# Document segment
——————————
Ladarius Green is no longer a member of the Steelers. The “move TE” that the team wanted to incorporate into their offense didn’t pan out. Is there someone on their roster capable of filling that role? Could it be Xavier Grimble, entering his second season with the Steelers? The opportunity for snaps as second TE are certainly there for the taking. Jeff Hartman showcased how Grimble was working out this off season to maximize that opportunity. You can read Jeff’s article here.
I don’t believe Xavier Grimble brings the same type of element to the offense that Ladarius Green did. Grimble possesses neither the height, nor the speed that Green does. So what does Xavier bring? How can the Steelers best utilize his talents? Can Grimble be a weapon for the offense?
In an attempt to answer these questions, we will look at Grimble’s pass targets from the 2016 season. In doing so, we will evaluate their success according to route and personnel grouping. Once we’ve done that, we will then see how the results align with Grimble’s listed “strengths” and/or “weaknesses.”
Xavier Grimble had 21 targets in 2016. He caught 11 of them for 118 yards, with 2 TD. Breaking those down by route run, we get:
Shallow Cross — 6 targets, 3 rec, 13 yards
Curl — 4 targets, 1 rec, 9 yards
Post/Seam — 3 targets, 3 rec, 59 yards, 2 TD
Flat — 2 targets, 2 rec, 21 yards
Screen — 2 targets, 1 rec, 5 yards
Deep Out — 1 target, 1 rec, 11 yards
Corner — 1 target, 0 rec, 0 yards
Fade — 1 target, 0 rec, 0 yards
Wheel — 1 target, 0 rec, 0 yards
The success of both the Post/Seam and Flat routes jumps out. A look at NFL.com’s Draft Profile of Grimble gives some possible insight into why:
“Has the look of a throwback with the ball in his hands -- rumbles downfield and is a load to bring down.”
On both of the flat passes, Grimble caught the ball with at least 7 yards of open field in front of him. It took the 2nd (in one case), and 3rd defender(in the other) to bring him down, looking very much as described in his profile. I believe this was the thought behind the 2 attempted screen passes as well. Both came in 3rd and long situations, with the defense in a nickel package. The idea of getting the ball in Grimble’s hands with some open space against smaller defenders sounds good to me. It just didn’t work out as planned.
To understand the success garnered on the Post/Seam routes, we have to look at other aspects of Grimble’s physical ability. Again from his Draft Profile:
“Has a good frame for the position...can work the middle of the field, take a hit and maintain possession. Good hands -- can extend to catch, ” and “Linear mover who builds to speed.”
——————————
# Data entries
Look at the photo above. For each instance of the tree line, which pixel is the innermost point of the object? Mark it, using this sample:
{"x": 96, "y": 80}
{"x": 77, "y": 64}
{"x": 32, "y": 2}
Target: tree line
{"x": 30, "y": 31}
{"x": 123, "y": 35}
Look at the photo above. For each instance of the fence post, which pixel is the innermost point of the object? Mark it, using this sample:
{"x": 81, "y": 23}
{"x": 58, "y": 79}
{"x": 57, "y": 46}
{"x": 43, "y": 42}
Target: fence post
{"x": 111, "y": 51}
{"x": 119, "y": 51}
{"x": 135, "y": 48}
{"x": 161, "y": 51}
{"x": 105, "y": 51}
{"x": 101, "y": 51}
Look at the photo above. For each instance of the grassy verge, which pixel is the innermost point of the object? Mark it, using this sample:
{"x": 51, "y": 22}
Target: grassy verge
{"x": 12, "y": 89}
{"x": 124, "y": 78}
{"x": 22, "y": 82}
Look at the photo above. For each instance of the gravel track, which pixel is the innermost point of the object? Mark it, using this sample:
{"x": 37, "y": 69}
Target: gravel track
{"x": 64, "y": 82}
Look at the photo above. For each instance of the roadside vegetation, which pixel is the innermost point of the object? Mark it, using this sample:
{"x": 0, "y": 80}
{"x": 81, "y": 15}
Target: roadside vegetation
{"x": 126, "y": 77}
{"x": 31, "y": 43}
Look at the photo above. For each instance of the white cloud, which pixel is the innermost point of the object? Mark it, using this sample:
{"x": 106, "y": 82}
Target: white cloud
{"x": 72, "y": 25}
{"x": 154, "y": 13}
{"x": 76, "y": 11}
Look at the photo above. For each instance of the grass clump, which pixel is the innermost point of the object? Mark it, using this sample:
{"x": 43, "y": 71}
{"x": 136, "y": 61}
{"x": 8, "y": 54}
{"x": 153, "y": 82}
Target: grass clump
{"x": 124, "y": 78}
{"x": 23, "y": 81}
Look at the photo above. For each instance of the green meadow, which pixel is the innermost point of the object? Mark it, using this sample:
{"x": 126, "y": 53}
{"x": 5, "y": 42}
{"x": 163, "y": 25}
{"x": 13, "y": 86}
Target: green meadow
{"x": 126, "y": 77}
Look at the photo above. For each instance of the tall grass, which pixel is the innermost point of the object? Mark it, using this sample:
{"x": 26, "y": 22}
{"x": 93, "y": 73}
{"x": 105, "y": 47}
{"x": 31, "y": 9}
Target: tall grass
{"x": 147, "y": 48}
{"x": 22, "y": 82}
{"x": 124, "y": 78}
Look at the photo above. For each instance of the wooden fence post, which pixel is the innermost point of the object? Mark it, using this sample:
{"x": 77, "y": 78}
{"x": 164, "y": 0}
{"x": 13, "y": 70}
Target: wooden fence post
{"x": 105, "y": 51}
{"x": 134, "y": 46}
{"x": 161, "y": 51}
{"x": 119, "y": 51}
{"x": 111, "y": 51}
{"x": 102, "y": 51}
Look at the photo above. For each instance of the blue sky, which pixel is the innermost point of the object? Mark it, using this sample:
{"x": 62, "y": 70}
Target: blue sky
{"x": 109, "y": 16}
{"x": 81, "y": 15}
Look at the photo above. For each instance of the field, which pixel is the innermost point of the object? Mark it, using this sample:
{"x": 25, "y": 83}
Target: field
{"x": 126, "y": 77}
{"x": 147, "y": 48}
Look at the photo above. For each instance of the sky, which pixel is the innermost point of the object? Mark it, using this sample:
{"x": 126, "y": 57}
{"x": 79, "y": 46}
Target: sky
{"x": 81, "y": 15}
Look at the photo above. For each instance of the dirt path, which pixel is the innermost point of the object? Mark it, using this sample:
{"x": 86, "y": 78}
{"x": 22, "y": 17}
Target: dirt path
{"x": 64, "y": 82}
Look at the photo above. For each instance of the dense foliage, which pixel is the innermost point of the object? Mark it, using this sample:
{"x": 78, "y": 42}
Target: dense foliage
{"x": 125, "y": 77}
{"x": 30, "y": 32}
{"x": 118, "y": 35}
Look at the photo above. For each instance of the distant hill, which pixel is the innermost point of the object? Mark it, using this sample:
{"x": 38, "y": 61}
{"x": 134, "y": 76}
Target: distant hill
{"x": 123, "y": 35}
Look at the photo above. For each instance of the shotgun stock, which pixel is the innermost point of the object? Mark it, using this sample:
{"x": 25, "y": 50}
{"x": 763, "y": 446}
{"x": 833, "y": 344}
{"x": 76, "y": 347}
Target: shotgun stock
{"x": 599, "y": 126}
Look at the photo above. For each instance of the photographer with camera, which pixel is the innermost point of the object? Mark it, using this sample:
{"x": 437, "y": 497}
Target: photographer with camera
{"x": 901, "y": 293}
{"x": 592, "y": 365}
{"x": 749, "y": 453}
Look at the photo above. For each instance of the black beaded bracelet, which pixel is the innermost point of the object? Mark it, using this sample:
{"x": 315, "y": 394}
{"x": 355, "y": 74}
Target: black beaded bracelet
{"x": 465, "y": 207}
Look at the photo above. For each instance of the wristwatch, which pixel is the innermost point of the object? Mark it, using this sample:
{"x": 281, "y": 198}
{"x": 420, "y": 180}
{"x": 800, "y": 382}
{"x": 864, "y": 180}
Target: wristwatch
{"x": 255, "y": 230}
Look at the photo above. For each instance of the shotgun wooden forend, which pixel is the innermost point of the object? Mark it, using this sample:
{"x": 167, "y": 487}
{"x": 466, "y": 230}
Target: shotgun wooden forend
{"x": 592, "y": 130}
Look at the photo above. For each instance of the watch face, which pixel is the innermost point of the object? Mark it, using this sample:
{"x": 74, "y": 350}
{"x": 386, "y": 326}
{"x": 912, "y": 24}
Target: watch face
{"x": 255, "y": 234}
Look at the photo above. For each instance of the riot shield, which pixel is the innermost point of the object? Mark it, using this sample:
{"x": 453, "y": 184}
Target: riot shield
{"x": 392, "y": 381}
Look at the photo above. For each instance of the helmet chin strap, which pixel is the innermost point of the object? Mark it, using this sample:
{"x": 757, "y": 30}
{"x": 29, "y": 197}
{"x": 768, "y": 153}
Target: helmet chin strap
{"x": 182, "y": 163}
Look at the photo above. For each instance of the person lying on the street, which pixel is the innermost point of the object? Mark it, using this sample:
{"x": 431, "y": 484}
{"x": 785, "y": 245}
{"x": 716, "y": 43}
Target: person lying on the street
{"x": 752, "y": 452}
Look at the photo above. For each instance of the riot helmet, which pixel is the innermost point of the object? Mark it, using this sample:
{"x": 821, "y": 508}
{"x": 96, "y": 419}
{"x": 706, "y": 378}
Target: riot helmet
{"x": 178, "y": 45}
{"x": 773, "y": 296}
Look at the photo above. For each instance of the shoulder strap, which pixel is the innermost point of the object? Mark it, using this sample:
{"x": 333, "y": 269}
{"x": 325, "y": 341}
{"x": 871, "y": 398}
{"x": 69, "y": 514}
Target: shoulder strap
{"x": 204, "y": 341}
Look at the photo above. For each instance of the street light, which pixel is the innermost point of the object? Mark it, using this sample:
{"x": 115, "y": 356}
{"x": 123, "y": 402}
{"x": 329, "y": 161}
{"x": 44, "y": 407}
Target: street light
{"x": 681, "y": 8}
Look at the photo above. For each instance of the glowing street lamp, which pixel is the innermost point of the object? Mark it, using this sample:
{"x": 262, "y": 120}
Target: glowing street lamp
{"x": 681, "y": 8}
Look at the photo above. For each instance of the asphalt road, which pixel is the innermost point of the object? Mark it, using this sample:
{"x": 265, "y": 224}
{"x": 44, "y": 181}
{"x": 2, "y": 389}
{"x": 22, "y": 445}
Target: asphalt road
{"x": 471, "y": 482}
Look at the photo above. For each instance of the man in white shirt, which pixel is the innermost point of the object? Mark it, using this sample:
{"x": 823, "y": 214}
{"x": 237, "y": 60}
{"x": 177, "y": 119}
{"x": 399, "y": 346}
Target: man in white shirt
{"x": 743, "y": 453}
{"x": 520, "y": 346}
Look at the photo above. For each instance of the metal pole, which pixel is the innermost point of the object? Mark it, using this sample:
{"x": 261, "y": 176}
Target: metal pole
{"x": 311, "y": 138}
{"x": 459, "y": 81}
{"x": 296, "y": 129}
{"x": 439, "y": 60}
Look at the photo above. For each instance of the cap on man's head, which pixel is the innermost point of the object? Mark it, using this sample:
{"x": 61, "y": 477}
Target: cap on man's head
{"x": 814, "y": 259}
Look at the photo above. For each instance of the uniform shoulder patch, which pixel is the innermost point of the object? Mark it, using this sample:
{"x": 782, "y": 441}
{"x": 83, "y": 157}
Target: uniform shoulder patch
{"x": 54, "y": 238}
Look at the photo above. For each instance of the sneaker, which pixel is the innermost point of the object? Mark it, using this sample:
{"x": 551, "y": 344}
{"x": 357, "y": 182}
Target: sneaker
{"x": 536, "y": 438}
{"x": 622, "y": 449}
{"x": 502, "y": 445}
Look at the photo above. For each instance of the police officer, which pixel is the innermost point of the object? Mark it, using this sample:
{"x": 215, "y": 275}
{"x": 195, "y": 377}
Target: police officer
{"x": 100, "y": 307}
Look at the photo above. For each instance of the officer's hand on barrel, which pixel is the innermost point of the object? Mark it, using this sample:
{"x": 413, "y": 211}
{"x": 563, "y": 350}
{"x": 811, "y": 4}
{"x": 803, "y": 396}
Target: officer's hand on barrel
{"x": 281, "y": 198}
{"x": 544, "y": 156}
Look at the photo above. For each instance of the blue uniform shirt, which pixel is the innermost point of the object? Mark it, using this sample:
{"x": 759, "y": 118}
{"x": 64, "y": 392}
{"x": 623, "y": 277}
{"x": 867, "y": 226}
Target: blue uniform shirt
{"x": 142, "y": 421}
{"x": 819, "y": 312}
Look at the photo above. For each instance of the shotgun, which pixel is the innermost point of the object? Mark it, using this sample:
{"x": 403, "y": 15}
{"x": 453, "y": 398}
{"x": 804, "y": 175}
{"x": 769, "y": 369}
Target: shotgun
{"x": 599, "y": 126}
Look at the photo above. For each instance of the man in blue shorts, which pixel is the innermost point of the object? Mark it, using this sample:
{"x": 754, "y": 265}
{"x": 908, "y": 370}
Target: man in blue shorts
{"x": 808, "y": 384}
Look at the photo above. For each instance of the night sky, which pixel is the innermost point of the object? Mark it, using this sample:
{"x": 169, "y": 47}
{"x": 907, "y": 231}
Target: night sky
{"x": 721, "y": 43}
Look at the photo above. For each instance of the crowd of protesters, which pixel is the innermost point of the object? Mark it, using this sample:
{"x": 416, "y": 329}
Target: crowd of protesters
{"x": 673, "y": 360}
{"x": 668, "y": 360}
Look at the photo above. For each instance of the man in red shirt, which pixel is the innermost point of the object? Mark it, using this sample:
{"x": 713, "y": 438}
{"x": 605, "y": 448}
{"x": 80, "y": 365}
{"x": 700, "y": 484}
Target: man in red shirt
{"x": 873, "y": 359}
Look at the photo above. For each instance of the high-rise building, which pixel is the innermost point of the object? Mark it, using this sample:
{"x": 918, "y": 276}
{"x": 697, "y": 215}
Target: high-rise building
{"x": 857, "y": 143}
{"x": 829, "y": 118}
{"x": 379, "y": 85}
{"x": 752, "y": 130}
——————————
# Task instructions
1: In the article on Xavier Grimble, how many receiving yards did Grimble gain on Post/Seam routes in 2016?
2: Write the next part of the article on Xavier Grimble, picking up after its final sentence.

# Results for each task
1: 59 yards.

2:
Post/Seam routes take the receiver over the middle of the field where they are more likely to take a hit. Grimble’s listed size of 6’4,” 260 pounds is a definite advantage here. The “linear mover” assessment, although listed as a “weakness,” does help us understand the difference in Xavier’s success on the post/seam vs other routes. Grimble is not blessed with exceptional quickness. Running deeper routes in a more-or-less straight line allows him to get to speed more than shorter routes or ones that require cutting would.
Now that we’ve identified which routes tend to cater to Grimble’s strengths, let’s look at his targets by personnel grouping.
As a reminder, the 2-digit number denotes the amount of RB’s (first digit) and TE’s (second digit) on the field:
11 personnel — 9 targets, 5 rec, 40 yards
12 personnel — 6 targets, 4 rec, 53 yards, 2 TD
13 personnel — 4 targets, 2 rec, 25 yards
14 personnel — 1 targets, 0 rec, 0 yards
03 personnel (yes, the Steelers used a grouping that had zero RB’s) — 1 target, 0 rec, 0 yards
It’s not difficult to see that the Steelers 2 TE set was by far the most successful personnel grouping here. When we combine the routes run with the personnel groupings, focusing on the most efficient pairings, this is the result:
Post/Seam from 12 personnel-2 targets, 2 rec, 40 yards, 2 TD
Post/Seam from 13 personnel-1 target, 1 rec, 19 yards
Running vertical routes from multiple TE groupings proved successful for the Steelers. It allowed them to take advantage of Xavier Grimble’s strengths. Since nothing tells the story like a picture, let’s look at a few of these plays.
This first one is from Week 4 vs Kansas City. I am disappointed not having the “All-22” view on this play. NFL Game Pass has been terribly “glitchy” (even more than usual). Coaches Film was not available for this game. Here is the broadcast view:
The Steelers are in 13 personnel with Grimble aligned on the right wing. Using multiple TE’s will cause most teams to counter with their base defense, which the Chiefs do here. They also bring safety Eric Berry up in the box to defend against the run-heavy alignment. What this does is get Grimble matched up with CB Marcus Peters with little-to-no safety help.
With Peters in off coverage, Grimble runs a skinny post. Again, running a deeper route with little cutting involved allows Xavier to get up to speed. He is also able to use his big body against the 6’0,” 197 pound Peters. We can see that more clearly on the close up replay :
Personnel grouping and formation created a mismatch for Grimble. With that he took advantage of his physical strengths to win on the play. Next we’ll look at how the Steelers used that same personnel grouping to create another mismatch on this play against Miami:
No, this play wasn’t successful. I included it for several reasons. First, the Steelers 3 TE set had the Dolphins counter with their base defense. With safety Isa Abdul-Quddus blitzing, LB Neville Hewitt is left to cover Grimble. This is a match up in the Steelers favor.
Second, this play appears to be designed specifically for Grimble. The Steelers run a 2-receiver pattern, leaving 8 blockers to protect Roethlisberger. “Max protect” is something the Steelers often utilize when they want to take a deep shot. With Antonio Brown running the CB off, the corner pattern should be open, if Grimble can beat his defender. They planned for this mismatch, and got it.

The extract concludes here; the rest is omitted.